#### [Quoted passage]
◇ ◇ ◇

Reading texts are often under-exploited in most current published materials and typical Modern Language lessons. Moreover, the type of activities, the way they are sequenced and the levels of the text they address often seem to be chosen and planned haphazardly. In addition, the texts chosen for pre-intermediate to intermediate learners are not usually constructed in a way which is conducive to learning as they lack the sort of repetition and linguistic patterning that facilitate the noticing and uptake of new L2 items. Finally, no pre-task and post-task activities are typically carried out, which means that students come to the text not sufficiently prepped and that much of the newly processed language is lost.

Eleven tips for enhancing the impact of reading tasks

Here are eleven tips to address the above issues with novice-to-intermediate students through low-prep/high-impact activities that I use day in day out in my lessons.

1.Create the need to read – the most potent motivator in language learning is the need to understand and to communicate a message. Hence in selecting or designing written or aural input one should ask oneself: how can I make the students WANT to read on? What title, picture(s), first line or paragraph of a text can I come up with in order to get the students to want to read on the rest of the story, article, poem or lyrics of a song? For instance, last week I used a few – very dramatic – scenes from the video-clip of Kenza Farah’s song ‘Coup de Coeur’, as a teaser for my year 10 students. I then played the song to them and used the lyrics for a set of reading tasks. I have rarely seen them so motivated – they really could not wait to understand what the song was about.

Creating the need to read is not easy and I cannot say that I have fully cracked it; but I am trying and I think every language teacher should, considering that arising cognitive and emotional arousal of this sort is highly conducive to learning.

2.Ensure the students can recognize at least 90 % of the items in the text they are reading without having to resort to the dictionary (flip the learning of the key vocabulary prior to the reading of the text) – We often advise our students to read more in the belief that this will definitely help learn more vocabulary. However, it is not simply how extensively they read which will make a difference, but also what  and how they read. Research clearly indicates that for L2 reading to be an effective catalyst of vocabulary acquisition, the to-be-read material must be 95% comprehensible without much effort. This can be attained by using, besides words that have already been learnt, cognates, predictable contexts and repetition (see point 3 below).

Enabling the students to understand the gist or the main message of the text-in-hand or training them to answer a few reading comprehension questions does not enhance vocabulary acquisition. The students need to understand as much as possible of the linguistic environment surrounding the target lexis if we want them to acquire it.

◇ ◇ ◇

#### [Recorded data]

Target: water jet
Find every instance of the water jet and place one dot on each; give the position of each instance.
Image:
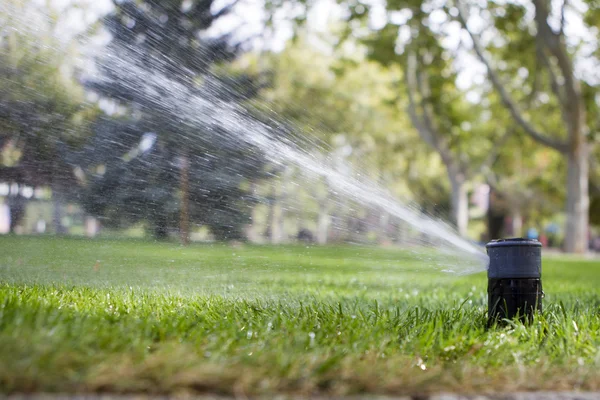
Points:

◇ ◇ ◇

#### [Objective 1]
Copy everything from "Here are eleven" down to "in my lessons." in the passage on reading tasks, switching "students" to "learners".
#### [Objective 2]
Summarize the passage on reading tasks in two sentences.
The listing comes from a separate source.

#### [Complete response 1]
Here are eleven tips to address the above issues with novice-to-intermediate learners through low-prep/high-impact activities that I use day in day out in my lessons.

#### [Complete response 2]
Reading texts in language lessons are often under-exploited, with activities chosen and planned haphazardly, texts lacking the repetition and patterning that help learning, and no pre-task or post-task activities. To address this, the passage recommends creating the need to read and making sure students can recognize at least 90% of a text's items beforehand, since students must understand as much as possible of the language surrounding the target vocabulary to acquire it.